[Excerpts from a location annotation dataset]
---------------

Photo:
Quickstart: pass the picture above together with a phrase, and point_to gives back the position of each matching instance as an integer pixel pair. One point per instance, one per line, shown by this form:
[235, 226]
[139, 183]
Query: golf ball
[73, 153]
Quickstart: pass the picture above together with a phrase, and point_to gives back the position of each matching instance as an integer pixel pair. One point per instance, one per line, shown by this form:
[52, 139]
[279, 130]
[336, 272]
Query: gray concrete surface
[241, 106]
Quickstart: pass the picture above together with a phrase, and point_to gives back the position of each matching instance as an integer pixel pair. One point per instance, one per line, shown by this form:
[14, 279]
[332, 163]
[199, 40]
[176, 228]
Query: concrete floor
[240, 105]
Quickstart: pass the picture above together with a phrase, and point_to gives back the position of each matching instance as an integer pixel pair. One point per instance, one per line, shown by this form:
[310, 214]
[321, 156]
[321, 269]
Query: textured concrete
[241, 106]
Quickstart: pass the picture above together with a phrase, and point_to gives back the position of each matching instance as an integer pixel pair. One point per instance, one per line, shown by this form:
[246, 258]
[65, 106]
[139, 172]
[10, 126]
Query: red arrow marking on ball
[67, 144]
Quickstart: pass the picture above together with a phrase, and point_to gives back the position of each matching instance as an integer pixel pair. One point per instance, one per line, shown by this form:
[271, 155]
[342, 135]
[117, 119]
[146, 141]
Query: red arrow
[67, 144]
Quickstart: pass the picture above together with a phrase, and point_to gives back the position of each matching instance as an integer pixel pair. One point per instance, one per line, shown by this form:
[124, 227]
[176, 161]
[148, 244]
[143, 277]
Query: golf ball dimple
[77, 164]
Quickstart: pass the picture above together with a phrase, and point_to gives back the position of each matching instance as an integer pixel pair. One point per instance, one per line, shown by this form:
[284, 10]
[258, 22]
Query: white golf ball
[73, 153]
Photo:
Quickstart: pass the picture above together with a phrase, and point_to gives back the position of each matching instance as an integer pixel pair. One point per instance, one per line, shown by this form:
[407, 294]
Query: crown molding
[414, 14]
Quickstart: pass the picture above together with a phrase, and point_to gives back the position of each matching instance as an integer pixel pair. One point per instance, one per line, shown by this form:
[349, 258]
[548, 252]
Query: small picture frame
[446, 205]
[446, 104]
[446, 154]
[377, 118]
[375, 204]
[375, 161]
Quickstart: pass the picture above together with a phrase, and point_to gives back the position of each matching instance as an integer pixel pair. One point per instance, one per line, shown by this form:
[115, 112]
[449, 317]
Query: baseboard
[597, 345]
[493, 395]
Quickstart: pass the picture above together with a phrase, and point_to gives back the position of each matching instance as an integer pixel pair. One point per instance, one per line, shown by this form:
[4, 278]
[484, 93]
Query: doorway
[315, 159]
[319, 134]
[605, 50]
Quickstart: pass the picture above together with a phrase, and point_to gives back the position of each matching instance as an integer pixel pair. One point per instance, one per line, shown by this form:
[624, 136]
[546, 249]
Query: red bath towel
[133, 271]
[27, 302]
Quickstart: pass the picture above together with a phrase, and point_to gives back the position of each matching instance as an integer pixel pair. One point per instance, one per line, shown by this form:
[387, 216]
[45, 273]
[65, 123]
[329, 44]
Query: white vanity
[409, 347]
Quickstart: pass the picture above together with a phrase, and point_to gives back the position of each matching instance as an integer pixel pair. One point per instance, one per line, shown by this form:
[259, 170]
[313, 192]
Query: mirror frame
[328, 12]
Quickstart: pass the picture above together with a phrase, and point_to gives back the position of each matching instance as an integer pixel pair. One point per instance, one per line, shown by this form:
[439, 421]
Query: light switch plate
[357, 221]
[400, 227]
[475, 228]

---------------

[Work instructions]: Pull out every line of the records above that contains the string "white", treating uppercase and lowercase as different.

[Exercise solution]:
Query: white golf ball
Query: white vanity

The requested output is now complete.